[DOCUMENT SEGMENT start]

NEW YORK (AFP) - Ira Levin, the playwright and novelist who wrote "Rosemary's Baby," "The Stepford Wives" and "The Boys From Brazil," has died at the age of 78, the New York Times reported Tuesday.

Levin died Monday at his home in Manhattan, apparently of natural causes, the newspaper quoted his son Nicholas as saying.

Able to write a variety of genres, from mystery and horror to Broadway comedy, Levin sold tens of millions of books despite producing only seven novels in four decades, the Times quoted his agent Phyllis Westberg as saying.

Several of his works were given the Hollywood treatment, including perhaps most famously his supernatural 1967 novel "Rosemary's Baby."

The film version, directed by Roman Polanski in 1968, tells the story of a young bride involved in a group of Satanists who mysteriously falls pregnant.

His 1972 novel "The Stepford Wives," made into a film in 1975, is a thriller about a group of housewives in a quaint Connecticut town being replaced by robots. It was remade in 2004 in a movie starring Nicole Kidman.

"The Boys From Brazil," written in 1976 and adapted for the screen in 1978 spins a tale of a bizarre Nazi plot to resurrect Hitler and the Third Reich in South America in the late 1970s.

Levin was born in New York in 1929 and served in the US Army briefly in the early 1950s after leaving university. He went on to write for television before publishing his first novel, "A Kiss Before Dying," in 1953.

[DOCUMENT SEGMENT end]
[EXTRACTED DATA start]

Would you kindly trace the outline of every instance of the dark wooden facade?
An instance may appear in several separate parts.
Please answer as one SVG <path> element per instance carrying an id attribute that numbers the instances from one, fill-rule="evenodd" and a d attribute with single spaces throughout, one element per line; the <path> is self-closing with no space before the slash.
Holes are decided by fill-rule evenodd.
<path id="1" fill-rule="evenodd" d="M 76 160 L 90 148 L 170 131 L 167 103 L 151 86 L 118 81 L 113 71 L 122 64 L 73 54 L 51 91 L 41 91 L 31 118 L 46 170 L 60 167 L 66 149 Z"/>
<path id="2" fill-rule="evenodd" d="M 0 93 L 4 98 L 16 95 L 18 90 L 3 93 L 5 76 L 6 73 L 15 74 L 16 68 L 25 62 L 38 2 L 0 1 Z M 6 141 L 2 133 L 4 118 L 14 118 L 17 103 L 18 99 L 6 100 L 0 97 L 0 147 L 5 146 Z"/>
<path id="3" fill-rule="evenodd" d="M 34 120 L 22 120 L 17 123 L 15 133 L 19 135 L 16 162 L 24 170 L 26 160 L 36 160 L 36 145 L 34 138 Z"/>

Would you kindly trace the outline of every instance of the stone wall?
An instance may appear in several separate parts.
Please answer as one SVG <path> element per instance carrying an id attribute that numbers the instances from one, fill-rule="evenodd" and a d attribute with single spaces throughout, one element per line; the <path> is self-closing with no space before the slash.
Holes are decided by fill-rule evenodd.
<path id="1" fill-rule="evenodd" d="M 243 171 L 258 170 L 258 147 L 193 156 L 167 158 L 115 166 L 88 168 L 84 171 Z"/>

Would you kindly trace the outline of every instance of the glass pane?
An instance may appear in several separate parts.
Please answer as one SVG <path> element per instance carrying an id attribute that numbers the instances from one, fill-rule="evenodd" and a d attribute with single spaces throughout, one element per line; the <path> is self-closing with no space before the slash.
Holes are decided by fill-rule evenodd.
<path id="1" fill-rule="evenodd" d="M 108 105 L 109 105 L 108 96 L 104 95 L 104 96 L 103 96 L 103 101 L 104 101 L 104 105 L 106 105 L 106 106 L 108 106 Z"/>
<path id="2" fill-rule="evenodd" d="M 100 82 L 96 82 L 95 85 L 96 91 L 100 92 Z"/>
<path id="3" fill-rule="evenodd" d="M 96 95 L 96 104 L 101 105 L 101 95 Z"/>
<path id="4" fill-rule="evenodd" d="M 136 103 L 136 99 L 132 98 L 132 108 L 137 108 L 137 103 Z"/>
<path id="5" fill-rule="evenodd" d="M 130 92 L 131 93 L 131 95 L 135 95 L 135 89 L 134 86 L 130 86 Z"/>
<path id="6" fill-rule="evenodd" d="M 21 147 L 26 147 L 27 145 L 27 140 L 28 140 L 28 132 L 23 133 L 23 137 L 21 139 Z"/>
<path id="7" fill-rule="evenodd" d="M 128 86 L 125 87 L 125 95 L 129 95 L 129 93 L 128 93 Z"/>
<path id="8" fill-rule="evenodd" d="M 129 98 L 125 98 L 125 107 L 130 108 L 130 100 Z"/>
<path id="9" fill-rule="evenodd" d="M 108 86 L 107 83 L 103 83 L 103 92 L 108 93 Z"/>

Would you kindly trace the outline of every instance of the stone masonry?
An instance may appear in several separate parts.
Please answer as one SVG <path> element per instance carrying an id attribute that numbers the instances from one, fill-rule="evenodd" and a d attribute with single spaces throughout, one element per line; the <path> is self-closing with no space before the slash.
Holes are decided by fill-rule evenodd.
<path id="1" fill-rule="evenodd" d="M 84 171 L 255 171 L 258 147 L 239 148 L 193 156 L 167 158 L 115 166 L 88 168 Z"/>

[EXTRACTED DATA end]

▸ **WORK TO DO**
A) Answer these questions using the news report on Ira Levin's death, one answer per line, labeled (i), (ii), (iii) to match:
(i) Who directed the 1968 film version of "Rosemary's Baby"?
(ii) In what year was "The Stepford Wives" remade as a movie?
(iii) What was the title of Levin's first novel?
B) Resume the news report on Ira Levin's death, picking up right after its final sentence.
This listing has nothing to do with the news report on Ira Levin's death.

▸ **RESPONSES PER TASK**
A)
(i) Roman Polanski
(ii) 2004
(iii) "A Kiss Before Dying"

B)
The book won Levin the best first novel from the Mystery Writers of America and was twice adapted for screen.

He also wrote for theater, notably adapting a novel by Mac Hyman into the 1955 Broadway comedy hit "No Time for Sergeants," and penning comic thriller "Deathtrap," in 1979, which ran on Broadway before also being made into a film.

According to the New York Times, Levin was unhappy with the legacy of popular Satanism that followed the release of "Rosemary's Baby."

"I feel guilty that 'Rosemary's Baby' led to 'The Exorcist,' 'The Omen,'" it quoted him as telling the The Los Angeles Times in 2002. "A whole generation has been exposed, has more belief in Satan.

"I don't believe in Satan. And I feel that the strong fundamentalism we have would not be as strong if there hadn't been so many of these books."

"Of course," he reportedly added, "I didn't send back any of the royalty checks."